== SOURCE PASSAGE ==
Feline antiviral treatment found effective against COVID-19

September 4, 2020

A drug used to cure a fatal disease caused by a coronavirus in cats is suspected to be an effective treatment for humans, against SARS-CoV-2. According to research at a Canadian university, the drug is a protease inhibitor that interferes with the virus’s ability to replicate, thus putting an end to COVID-19 infection. Proteases are common targets for drugs to treat everything from high blood pressure to cancer and HIV.

“Our results have shown that the drug is effective at inhibiting viral replication in cells with SARS-CoV-2,” said Joanne Lemieux, a professor of biochemistry in the Faculty of Medicine & Dentistry, the University of Alberta (UofA). “This drug is very likely to work in humans, so we’re encouraged that it will be an effective antiviral treatment for COVID-19 patients.”

Testing the protease inhibitor against SARS-CoV-2 was a collaborative effort between four UofA laboratories where the three-dimensional shape of the protease with the inhibitor in the active site pocket and the mechanism of inhibition was determined.
===
== DATA SHOWN ==
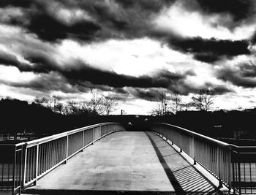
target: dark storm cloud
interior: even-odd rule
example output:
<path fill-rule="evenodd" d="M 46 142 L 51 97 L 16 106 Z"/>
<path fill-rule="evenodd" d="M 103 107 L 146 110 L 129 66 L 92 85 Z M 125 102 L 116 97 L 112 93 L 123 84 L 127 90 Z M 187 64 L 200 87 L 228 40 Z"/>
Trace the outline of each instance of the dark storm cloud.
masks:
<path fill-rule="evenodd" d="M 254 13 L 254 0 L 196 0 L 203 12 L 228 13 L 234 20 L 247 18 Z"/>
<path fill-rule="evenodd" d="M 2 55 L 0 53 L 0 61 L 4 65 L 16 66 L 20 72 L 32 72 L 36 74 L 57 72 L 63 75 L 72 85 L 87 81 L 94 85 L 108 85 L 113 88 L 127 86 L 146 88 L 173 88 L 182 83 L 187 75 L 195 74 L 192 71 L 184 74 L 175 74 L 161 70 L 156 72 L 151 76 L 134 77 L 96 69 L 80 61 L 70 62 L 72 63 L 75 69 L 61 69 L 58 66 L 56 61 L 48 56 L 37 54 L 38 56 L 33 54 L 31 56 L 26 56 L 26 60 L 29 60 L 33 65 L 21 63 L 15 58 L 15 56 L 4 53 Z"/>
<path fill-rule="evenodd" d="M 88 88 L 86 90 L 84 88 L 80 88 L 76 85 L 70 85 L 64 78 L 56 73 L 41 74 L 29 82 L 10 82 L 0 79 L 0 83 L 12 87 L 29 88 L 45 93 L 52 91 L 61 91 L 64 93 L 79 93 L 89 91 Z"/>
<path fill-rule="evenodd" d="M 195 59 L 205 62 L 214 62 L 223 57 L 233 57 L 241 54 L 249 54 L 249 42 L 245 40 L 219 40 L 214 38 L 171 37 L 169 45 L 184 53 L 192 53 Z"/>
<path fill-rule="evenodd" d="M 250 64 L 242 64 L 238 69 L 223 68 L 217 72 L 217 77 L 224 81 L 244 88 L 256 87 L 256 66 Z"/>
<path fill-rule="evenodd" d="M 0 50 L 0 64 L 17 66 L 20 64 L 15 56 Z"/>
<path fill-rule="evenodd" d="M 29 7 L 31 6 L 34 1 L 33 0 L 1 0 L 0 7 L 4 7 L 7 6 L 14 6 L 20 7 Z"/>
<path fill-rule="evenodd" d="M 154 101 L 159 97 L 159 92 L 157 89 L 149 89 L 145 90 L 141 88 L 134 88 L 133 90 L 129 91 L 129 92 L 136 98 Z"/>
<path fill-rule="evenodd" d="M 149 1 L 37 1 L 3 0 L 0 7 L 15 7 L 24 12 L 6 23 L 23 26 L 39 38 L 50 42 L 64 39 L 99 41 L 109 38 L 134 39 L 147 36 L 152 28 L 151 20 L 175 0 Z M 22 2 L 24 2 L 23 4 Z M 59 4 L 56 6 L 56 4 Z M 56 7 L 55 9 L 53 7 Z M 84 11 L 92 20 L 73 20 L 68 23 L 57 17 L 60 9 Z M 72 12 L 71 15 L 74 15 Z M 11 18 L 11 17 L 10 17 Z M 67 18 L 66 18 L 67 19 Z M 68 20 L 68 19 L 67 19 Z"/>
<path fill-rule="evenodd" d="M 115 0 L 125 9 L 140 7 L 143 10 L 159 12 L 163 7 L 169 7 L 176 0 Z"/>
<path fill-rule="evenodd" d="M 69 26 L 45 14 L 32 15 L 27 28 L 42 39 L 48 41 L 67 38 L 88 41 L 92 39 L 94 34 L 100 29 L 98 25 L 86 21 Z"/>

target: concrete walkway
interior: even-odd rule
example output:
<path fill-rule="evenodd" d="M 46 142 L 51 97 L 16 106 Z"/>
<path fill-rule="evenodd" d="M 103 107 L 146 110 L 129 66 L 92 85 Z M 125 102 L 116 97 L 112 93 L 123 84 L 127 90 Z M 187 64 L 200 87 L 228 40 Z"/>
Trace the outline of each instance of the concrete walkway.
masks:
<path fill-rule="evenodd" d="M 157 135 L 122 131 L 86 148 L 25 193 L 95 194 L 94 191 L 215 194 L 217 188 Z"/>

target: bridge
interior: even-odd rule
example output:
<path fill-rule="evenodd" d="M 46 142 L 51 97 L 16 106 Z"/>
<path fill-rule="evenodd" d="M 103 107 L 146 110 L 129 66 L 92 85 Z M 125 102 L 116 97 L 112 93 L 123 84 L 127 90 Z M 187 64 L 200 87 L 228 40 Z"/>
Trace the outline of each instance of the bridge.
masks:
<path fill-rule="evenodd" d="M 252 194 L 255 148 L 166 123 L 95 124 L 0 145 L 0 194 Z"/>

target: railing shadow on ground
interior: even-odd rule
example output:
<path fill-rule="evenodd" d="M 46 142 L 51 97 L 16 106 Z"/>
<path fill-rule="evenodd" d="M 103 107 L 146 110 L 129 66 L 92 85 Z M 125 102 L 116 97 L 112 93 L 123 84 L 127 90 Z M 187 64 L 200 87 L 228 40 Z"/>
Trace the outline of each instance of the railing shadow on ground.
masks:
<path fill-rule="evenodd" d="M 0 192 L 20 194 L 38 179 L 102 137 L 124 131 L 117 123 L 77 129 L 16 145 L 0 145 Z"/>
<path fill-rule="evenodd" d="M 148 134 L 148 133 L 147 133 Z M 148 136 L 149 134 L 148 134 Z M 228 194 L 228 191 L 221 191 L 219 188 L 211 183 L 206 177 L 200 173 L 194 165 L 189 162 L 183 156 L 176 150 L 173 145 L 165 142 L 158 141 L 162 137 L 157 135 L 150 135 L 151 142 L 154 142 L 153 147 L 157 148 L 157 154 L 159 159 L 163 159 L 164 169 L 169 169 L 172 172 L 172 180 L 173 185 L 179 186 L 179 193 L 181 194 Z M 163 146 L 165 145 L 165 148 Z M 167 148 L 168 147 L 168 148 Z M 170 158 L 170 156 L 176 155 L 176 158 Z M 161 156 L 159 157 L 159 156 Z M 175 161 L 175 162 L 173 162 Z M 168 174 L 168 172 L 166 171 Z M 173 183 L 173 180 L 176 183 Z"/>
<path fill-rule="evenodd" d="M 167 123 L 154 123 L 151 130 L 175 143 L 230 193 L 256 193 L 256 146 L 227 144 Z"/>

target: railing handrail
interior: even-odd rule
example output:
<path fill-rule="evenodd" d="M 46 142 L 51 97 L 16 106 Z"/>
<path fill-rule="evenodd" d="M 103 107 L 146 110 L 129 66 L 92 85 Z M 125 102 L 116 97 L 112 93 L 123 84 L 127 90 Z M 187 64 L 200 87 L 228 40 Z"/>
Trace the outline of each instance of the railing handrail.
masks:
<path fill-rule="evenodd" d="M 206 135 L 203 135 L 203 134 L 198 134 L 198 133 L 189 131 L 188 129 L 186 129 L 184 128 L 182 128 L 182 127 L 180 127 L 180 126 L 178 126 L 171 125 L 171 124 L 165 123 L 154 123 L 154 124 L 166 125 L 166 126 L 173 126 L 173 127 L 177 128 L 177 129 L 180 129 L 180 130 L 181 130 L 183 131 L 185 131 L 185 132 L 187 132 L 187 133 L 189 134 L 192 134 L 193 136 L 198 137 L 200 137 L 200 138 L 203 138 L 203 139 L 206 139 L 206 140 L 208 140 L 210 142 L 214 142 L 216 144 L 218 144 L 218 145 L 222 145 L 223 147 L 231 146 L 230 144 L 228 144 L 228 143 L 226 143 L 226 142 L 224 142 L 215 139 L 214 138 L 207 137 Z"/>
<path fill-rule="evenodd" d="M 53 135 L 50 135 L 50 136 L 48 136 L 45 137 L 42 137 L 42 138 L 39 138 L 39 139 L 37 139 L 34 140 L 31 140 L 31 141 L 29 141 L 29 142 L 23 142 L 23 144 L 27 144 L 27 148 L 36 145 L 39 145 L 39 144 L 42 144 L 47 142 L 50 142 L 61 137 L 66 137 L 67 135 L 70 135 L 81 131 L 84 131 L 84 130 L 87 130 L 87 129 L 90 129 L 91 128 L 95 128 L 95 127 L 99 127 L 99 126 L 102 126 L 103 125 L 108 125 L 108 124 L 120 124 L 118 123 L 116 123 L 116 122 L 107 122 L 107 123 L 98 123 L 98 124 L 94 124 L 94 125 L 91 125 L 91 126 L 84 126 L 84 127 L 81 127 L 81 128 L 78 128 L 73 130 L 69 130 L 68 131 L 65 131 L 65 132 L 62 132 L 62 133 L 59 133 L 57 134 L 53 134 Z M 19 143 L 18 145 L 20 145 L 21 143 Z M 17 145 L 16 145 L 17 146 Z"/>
===
### REQUIREMENT A
Copy out the stretch of the article on the feline antiviral drug from "September 4, 2020" through "cancer and HIV.".
### REQUIREMENT B
Extend the article on the feline antiviral drug against COVID-19, picking up after its final sentence.
The material comes from a different source than the article on the feline antiviral drug.

### WRITTEN REPLY A
September 4, 2020

A drug used to cure a fatal disease caused by a coronavirus in cats is suspected to be an effective treatment for humans, against SARS-CoV-2. According to research at a Canadian university, the drug is a protease inhibitor that interferes with the virus’s ability to replicate, thus putting an end to COVID-19 infection. Proteases are common targets for drugs to treat everything from high blood pressure to cancer and HIV.

### WRITTEN REPLY B
Lemieux said the current drug shows enough antiviral action against SARS-CoV-2 to proceed immediately to clinical trials. “Typically for a drug to go into clinical trials, it has to be confirmed in the lab and then tested in animal models, [because] this drug has already been used to treat cats with coronavirus and is effective with little to no toxicity, it’s already passed those stages and this allows us to move forward.”

While Lemieux will continue to test modifications of the drug to make it an even better fit inside the virus, the UofA team will work with Anivive Life Sciences, a veterinary medicine company that is developing the drug for cats, to produce the quality and quantity of drug needed for human clinical trials.

It will likely be tested in Alberta in combination with other promising antivirals such as remdesivir, the first treatment approved for conditional use in some countries including the US and Canada.